◆ **TEXT SHOWN**:
[Begin]
1 minute read

Perplexity is commonly used to evaluate language models.

Definition and Calculation

First, we need to know

\(\begin{align} &\quad {\rm probability}\ p = \frac{1}{\rm choices}, \\ &\Leftrightarrow {\rm choices}\ c = \frac{1}{p}. \end{align}\)

Perplexity is the geometric mean of choices. \(N\) is the number of data, \(c\) is the number of choices.

\(\begin{align} \left( \prod_{i=1}^{N} c_i \right)^{\frac{1}{N}} &= \left( \prod_{i=1}^{N} \frac{1}{p_i} \right)^{\frac{1}{N}} \\[10pt] &= \exp \left( \log \left( \prod_{i=1}^{N} \frac{1}{p_i} \right)^{\frac{1}{N}} \right) \\[10pt] &= \exp \left( \dfrac{\sum_{i=1}^N -(\log p_i)}{N} \right) \\[10pt] &= \exp \left( \frac{-{\rm loglik}}{N} \right) \end{align}\)

If perplexity becomes negative, you might need to take into account normalization constants. If you calculate the perplexity right after you initialize the model (randomly fill parameters), perplexity could be greater than the number of unique words in the corpus.


Ideally, we want to know \(p(w)\), but we need to consider the complete data log-likelihood \(p(w,z)\). So, we take

\(\begin{align} &\sum_z p(w,z) \approx \frac{1}{S} \sum_{s=1}^S p(w, z(s)) \end{align}\)

\(S\) is the number of simulation after enough number of iterations. \(z(s)\) is the value of latent variable under \(s^{\rm th}\) simulation. If we take the mean of perplexity, it could be an approximation of all possible \(z\).

Test Perplexity

\(\begin{align} p(\mathbf{w}^{\rm Test} | \mathbf{w}^{\rm Train}) = \int p(\mathbf{w}^{\rm Test} | \theta) p(\theta | \mathbf{w}^{\rm Train}) d\theta \end{align}\)

This is a weighted average by the trained parameters. In the following example, we consider three topics.

Topics \(p(z)\) \(p(w|z)\) \(p(w,z)\)
\(p(z=1)=0.5\) \(0.05\) \(0.025\)
\(p(z=2)=0.2\) \(0.03\) \(0.006\)
\(p(z=3)=0.1\) \(0.01\) \(0.001\)

We sum up \(p(w,z)\).
[End]
◆ **WRITTEN INSTRUCTION 1**: In the perplexity page, swap "language models" for "translation systems" in the part that opens with the words containing "1 minute read" and closes with "number of choices.", then write out that part with the change.
The perplexity page above and the listing after it have no connection to each other.

◆ **RECORDS SUPPLIED**:
[Begin]
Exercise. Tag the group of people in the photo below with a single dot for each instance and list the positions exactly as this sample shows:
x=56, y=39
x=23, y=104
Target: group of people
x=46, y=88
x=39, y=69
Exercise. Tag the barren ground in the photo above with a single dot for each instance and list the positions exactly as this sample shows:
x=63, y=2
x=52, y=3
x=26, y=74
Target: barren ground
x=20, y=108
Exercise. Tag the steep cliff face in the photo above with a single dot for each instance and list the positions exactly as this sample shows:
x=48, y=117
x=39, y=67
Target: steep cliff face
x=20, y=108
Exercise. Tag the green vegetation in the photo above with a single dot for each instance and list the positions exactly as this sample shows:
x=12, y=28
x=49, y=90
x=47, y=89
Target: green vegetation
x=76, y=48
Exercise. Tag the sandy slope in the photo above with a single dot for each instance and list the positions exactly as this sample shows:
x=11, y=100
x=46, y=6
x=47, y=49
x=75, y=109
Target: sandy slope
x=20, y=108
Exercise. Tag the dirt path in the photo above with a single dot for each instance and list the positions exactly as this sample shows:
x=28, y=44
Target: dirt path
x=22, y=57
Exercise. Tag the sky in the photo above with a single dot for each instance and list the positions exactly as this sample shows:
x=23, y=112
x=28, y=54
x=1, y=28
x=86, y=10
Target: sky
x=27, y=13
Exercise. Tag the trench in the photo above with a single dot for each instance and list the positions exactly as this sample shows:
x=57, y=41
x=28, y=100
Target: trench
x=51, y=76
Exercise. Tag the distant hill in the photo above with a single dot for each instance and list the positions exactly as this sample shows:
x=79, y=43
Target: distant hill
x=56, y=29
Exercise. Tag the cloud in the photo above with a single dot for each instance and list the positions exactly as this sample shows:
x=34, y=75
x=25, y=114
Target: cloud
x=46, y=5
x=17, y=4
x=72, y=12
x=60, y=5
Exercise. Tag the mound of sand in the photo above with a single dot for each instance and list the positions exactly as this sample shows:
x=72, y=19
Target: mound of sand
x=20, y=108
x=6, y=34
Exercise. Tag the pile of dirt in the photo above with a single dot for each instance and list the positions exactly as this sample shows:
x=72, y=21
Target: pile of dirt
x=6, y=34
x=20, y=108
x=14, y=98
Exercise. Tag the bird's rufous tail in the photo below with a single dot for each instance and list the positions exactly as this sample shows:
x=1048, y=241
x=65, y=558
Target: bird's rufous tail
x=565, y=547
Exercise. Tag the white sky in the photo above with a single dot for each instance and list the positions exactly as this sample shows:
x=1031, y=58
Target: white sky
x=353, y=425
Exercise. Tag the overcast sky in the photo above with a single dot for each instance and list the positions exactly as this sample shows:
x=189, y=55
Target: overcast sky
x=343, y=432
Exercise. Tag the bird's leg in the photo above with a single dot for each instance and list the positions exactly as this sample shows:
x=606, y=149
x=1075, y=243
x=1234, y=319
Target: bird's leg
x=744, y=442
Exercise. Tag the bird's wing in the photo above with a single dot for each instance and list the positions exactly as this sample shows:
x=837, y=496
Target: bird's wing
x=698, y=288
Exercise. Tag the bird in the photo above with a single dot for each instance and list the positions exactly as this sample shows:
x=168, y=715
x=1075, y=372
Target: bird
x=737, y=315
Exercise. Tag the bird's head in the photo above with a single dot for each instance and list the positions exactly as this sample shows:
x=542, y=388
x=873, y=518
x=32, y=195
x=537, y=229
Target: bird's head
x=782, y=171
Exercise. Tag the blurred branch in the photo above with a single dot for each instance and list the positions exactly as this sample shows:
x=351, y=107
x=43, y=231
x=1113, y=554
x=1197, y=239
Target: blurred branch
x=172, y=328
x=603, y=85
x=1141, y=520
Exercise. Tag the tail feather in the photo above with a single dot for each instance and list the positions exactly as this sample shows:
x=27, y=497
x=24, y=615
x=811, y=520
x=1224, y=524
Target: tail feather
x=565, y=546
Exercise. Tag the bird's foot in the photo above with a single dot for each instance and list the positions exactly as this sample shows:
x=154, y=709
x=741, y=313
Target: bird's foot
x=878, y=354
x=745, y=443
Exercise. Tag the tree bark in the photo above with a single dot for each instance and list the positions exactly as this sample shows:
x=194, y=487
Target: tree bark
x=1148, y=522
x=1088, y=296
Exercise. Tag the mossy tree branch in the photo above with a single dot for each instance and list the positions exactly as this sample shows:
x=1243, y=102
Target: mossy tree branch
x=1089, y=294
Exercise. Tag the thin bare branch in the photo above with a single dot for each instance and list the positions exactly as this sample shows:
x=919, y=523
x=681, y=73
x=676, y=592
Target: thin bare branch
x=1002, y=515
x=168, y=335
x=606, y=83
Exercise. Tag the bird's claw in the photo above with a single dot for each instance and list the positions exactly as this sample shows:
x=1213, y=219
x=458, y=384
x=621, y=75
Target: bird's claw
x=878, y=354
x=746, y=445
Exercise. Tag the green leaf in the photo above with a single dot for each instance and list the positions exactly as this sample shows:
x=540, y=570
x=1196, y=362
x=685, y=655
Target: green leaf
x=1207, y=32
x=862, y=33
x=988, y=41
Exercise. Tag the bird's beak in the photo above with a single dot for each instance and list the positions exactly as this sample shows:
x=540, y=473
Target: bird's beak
[End]
◆ **WRITTEN INSTRUCTION 2**: Give the part of the listing that opens with the line containing "Exercise. Tag the tree" and closes with the line containing "x=606, y=83" as a Markdown table. Use the columns Row and Line, number each line, and leave out blank lines.

◆ **CORRECT RESPONSE 1**:
1 minute read

Perplexity is commonly used to evaluate translation systems.

Definition and Calculation

First, we need to know

\(\begin{align} &\quad {\rm probability}\ p = \frac{1}{\rm choices}, \\ &\Leftrightarrow {\rm choices}\ c = \frac{1}{p}. \end{align}\)

Perplexity is the geometric mean of choices. \(N\) is the number of data, \(c\) is the number of choices.

◆ **CORRECT RESPONSE 2**:
| Row | Line |
|---|---|
| 1 | Exercise. Tag the tree bark in the photo above with a single dot for each instance and list the positions exactly as this sample shows: |
| 2 | x=194, y=487 |
| 3 | Target: tree bark |
| 4 | x=1148, y=522 |
| 5 | x=1088, y=296 |
| 6 | Exercise. Tag the mossy tree branch in the photo above with a single dot for each instance and list the positions exactly as this sample shows: |
| 7 | x=1243, y=102 |
| 8 | Target: mossy tree branch |
| 9 | x=1089, y=294 |
| 10 | Exercise. Tag the thin bare branch in the photo above with a single dot for each instance and list the positions exactly as this sample shows: |
| 11 | x=919, y=523 |
| 12 | x=681, y=73 |
| 13 | x=676, y=592 |
| 14 | Target: thin bare branch |
| 15 | x=1002, y=515 |
| 16 | x=168, y=335 |
| 17 | x=606, y=83 |